● **Source**:
----------

A movement has been rekindled in New Brunswick to shed a francophone university’s connection to Robert Monckton, a British military figure who played an active role in the imprisonment and deportation of thousands of Acadians.
More than 1,000 people from Canada’s Acadian community — including dignitaries, academics and artists — have signed a petition to rename Universite de Moncton, the country’s largest French-language university outside Quebec.
“We have mobilized and are creating an irreversible movement,” Acadian activist Jean-Marie Nadeau said in an interview Tuesday. “There has never been such a large and popular mobilization (on this issue) like the one we have.”
The university was founded in 1966 and took the name of the City of Moncton, the location of one of its three campuses and the second-largest city in the province, after Saint John.
Moncton is also home to many of Canada’s Acadians, whose ancestors were forcibly deported from the Maritimes after Great Britain won the Seven Years’ War. Between 1755 and 1763 approximately 10,000 Acadians were expelled from their land by the British.

----------

(Rows from a dataset)

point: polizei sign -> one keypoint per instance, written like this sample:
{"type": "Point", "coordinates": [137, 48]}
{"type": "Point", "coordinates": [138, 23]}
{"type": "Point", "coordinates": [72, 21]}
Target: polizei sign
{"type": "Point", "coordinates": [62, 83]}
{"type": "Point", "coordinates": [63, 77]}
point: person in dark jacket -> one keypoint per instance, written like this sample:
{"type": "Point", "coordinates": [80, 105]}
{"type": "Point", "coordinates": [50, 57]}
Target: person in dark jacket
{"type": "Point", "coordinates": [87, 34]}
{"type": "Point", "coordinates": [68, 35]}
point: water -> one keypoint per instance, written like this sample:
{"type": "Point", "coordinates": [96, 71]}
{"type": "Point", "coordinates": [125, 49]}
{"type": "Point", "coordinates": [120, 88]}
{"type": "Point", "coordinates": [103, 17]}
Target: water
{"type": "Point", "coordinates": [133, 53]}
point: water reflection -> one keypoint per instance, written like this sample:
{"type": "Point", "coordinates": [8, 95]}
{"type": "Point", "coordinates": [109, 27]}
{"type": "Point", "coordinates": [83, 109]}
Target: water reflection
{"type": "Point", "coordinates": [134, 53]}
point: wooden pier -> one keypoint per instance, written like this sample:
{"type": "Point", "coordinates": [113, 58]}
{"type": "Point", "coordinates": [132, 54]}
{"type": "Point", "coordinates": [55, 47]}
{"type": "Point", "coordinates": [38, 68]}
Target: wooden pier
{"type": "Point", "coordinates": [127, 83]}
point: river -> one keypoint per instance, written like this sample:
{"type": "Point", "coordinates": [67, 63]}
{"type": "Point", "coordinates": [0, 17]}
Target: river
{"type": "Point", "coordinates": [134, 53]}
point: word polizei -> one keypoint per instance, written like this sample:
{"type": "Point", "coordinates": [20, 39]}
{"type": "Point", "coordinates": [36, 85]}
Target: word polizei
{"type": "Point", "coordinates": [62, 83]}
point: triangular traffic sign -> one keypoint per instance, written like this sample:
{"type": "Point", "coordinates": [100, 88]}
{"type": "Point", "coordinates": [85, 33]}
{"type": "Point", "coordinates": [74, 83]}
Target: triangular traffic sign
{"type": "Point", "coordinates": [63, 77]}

----------

● **Requirement 1**: Format the records as a two-column CSV with the columns "prompt" and "response", starting at the record containing "point: wooden pier" and ending at the end of the records. Each record gets one row, and each value goes in one quoted field with its line breaks turned into spaces.
● **Requirement 2**: Resume the article about renaming Universite de Moncton from where it stops.

● **Final answer 1**:
prompt,response
"point: wooden pier -> one keypoint per instance, written like this sample: {""type"": ""Point"", ""coordinates"": [113, 58]} {""type"": ""Point"", ""coordinates"": [132, 54]} {""type"": ""Point"", ""coordinates"": [55, 47]} {""type"": ""Point"", ""coordinates"": [38, 68]} Target: wooden pier","{""type"": ""Point"", ""coordinates"": [127, 83]}"
"point: river -> one keypoint per instance, written like this sample: {""type"": ""Point"", ""coordinates"": [67, 63]} {""type"": ""Point"", ""coordinates"": [0, 17]} Target: river","{""type"": ""Point"", ""coordinates"": [134, 53]}"
"point: word polizei -> one keypoint per instance, written like this sample: {""type"": ""Point"", ""coordinates"": [20, 39]} {""type"": ""Point"", ""coordinates"": [36, 85]} Target: word polizei","{""type"": ""Point"", ""coordinates"": [62, 83]}"
"point: triangular traffic sign -> one keypoint per instance, written like this sample: {""type"": ""Point"", ""coordinates"": [100, 88]} {""type"": ""Point"", ""coordinates"": [85, 33]} {""type"": ""Point"", ""coordinates"": [74, 83]} Target: triangular traffic sign","{""type"": ""Point"", ""coordinates"": [63, 77]}"

● **Final answer 2**:
Nadeau said the debate to rename the university has resurfaced at least once a decade since the 1970s. The latest revival came after he wrote an essay on Feb. 7 in local newspaper Le Moniteur Acadien calling for the change. About one week ago, Nadeau and Jean-Bernard Robichaud — rector of the university from 1990 to 2000 — started a petition on social media to change the name of the school.
Acadian signatories include current and former politicians, chancellors, and lawyers, as well as novelist Antonine Maillet, singer-songwriter Edith Butler, musician Zachary Richard and filmmaker Renee Blanchar.
“We are doing this movement because we are tired of dragging the name of Monckton like a ball and chain attached to our university,” Nadeau said. “Monckton was one of our main torturers and executioners-in-chief, responsible for the logistics of the deportation in 1755.”